_Data in this exercise_.

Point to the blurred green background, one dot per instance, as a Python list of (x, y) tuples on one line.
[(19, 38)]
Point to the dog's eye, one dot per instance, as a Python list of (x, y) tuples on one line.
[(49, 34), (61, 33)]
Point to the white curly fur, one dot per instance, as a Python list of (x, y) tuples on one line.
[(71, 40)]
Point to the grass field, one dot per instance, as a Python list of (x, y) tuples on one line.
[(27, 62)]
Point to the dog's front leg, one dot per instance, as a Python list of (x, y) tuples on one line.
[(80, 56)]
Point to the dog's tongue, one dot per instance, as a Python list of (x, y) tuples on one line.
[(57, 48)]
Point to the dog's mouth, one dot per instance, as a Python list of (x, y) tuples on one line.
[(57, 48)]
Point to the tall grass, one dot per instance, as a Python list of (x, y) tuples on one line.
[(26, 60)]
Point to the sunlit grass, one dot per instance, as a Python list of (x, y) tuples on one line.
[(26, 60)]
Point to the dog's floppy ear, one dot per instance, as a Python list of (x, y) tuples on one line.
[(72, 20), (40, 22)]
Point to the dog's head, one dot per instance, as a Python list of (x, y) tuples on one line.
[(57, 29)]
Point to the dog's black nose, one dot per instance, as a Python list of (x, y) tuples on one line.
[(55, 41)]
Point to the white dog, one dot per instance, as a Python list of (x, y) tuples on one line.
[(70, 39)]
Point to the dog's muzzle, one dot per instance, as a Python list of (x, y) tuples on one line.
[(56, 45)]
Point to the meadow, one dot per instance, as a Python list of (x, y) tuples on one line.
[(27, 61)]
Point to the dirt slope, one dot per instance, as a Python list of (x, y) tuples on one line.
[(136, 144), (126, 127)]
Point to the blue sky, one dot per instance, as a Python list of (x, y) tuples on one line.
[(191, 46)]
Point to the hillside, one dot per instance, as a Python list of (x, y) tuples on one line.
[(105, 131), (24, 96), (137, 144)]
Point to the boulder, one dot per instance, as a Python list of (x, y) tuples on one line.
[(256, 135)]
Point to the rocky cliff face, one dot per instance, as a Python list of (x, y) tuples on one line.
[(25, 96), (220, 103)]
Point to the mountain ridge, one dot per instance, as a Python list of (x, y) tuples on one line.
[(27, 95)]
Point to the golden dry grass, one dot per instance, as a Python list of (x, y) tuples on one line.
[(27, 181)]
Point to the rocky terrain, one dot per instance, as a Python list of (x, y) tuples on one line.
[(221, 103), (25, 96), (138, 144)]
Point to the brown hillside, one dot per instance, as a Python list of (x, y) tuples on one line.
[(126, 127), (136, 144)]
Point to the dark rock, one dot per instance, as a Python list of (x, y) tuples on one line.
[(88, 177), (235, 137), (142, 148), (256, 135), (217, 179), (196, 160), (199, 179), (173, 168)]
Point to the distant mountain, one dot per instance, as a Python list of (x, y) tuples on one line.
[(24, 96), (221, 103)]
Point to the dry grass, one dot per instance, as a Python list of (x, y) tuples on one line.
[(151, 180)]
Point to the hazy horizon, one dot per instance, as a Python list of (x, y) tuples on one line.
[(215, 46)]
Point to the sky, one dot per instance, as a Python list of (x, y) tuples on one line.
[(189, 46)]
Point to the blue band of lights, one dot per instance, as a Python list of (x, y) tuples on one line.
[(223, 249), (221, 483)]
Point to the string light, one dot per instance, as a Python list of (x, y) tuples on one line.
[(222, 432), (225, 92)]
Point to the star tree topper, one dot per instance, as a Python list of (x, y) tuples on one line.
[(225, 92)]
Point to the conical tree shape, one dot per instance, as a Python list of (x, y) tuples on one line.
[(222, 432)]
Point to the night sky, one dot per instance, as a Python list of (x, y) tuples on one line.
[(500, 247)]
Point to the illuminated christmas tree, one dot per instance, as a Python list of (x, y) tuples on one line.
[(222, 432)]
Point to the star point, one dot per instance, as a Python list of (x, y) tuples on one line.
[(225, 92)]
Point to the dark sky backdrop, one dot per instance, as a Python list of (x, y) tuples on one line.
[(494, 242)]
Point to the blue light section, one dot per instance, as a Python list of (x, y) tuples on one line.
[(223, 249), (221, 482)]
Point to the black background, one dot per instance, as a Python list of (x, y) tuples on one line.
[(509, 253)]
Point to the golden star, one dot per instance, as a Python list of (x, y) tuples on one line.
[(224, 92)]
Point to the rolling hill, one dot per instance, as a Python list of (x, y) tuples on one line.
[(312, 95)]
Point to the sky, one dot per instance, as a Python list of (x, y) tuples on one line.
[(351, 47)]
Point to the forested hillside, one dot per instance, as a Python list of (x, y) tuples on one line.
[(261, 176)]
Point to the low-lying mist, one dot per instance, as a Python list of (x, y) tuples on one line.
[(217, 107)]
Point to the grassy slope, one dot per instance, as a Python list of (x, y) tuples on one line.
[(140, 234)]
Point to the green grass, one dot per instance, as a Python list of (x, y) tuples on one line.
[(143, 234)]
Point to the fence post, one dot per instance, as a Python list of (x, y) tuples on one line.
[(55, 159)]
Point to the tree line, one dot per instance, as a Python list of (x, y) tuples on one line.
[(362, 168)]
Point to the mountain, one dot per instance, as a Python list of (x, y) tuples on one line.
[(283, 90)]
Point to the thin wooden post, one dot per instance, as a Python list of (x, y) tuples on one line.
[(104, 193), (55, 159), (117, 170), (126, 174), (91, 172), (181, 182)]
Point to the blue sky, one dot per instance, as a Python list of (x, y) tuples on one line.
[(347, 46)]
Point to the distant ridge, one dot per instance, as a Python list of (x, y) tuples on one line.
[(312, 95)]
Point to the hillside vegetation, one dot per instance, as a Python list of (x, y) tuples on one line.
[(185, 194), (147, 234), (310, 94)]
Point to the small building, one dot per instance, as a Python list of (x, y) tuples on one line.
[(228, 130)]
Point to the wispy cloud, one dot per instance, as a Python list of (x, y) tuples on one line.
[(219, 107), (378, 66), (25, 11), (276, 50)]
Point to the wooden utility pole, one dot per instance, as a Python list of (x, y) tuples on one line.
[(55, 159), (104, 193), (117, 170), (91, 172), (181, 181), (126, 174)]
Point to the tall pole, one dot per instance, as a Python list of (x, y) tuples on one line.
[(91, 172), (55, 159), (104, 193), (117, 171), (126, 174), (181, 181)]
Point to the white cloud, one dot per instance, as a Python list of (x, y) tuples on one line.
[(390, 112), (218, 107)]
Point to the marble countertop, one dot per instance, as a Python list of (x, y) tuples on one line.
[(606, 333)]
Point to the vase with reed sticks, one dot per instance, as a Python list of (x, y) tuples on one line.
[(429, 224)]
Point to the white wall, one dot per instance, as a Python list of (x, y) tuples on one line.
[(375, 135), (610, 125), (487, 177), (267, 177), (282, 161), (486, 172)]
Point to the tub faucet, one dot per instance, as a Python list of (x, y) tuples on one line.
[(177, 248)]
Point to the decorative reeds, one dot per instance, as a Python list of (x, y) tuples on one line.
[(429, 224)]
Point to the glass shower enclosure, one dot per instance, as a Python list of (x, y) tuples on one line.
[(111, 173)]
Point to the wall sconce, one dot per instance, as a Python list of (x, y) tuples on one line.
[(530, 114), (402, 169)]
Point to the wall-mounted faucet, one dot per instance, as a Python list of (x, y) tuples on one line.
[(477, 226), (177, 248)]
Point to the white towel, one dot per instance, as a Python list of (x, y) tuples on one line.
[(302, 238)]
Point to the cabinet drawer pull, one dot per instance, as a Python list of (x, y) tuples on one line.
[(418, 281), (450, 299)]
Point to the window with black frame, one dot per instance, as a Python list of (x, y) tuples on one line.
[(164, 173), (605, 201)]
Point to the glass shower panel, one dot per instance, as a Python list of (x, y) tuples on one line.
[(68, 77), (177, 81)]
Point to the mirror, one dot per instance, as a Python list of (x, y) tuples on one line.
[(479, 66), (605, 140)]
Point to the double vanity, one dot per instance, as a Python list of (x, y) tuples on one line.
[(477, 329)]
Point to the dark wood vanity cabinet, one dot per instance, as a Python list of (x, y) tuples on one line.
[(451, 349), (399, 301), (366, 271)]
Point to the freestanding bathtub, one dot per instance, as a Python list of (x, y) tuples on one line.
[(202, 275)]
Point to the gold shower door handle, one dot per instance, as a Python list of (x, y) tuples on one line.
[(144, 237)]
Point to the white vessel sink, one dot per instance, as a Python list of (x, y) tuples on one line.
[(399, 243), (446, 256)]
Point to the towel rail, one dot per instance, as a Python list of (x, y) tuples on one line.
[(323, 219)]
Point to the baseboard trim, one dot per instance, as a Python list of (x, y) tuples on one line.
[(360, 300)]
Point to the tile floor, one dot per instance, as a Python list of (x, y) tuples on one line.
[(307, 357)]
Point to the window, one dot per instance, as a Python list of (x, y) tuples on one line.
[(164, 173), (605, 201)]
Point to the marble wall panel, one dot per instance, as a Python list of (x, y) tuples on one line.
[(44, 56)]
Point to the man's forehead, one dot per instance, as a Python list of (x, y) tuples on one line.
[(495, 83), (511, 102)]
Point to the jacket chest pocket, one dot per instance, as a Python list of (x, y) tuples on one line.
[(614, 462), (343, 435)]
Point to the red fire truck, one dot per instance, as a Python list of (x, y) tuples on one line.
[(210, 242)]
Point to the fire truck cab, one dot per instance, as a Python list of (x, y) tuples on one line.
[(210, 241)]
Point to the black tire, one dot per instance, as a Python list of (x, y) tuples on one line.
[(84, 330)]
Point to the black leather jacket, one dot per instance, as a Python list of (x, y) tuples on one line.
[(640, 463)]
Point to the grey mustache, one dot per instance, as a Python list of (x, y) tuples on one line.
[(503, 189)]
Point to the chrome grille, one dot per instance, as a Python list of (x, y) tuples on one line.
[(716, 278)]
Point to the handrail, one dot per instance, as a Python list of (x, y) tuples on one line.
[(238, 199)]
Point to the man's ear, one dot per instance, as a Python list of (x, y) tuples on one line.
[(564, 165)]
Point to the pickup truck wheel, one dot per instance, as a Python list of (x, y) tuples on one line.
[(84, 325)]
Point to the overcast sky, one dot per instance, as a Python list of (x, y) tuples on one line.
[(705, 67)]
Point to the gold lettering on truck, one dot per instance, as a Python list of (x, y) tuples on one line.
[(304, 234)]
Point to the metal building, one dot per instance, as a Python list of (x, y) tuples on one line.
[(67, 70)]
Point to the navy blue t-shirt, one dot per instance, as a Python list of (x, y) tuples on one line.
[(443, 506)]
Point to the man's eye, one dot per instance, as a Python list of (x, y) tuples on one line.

_Direction_.
Extract the stretch of the entries above from the line containing "Point to the small" through the line containing "[(390, 112), (218, 107)]", and reproduce those lines verbatim.

_Response to this task_.
Point to the small building, one dot per instance, as a Python list of (x, y) tuples on one line.
[(228, 130)]
Point to the wispy cloud, one dot per instance, as a Python list of (x, y) tuples on one line.
[(219, 107), (378, 66), (25, 11), (276, 50)]
Point to the wooden utility pole, one dot per instance, as a Python list of (x, y) tuples on one line.
[(55, 159), (104, 193), (117, 170), (91, 172), (181, 181), (126, 174)]
Point to the tall pole, one dot per instance, as a Python list of (x, y) tuples on one line.
[(91, 172), (55, 159), (104, 193), (117, 171), (126, 174), (181, 181)]
Point to the white cloud, one dot per instance, as a Python list of (x, y) tuples on one line.
[(390, 112), (218, 107)]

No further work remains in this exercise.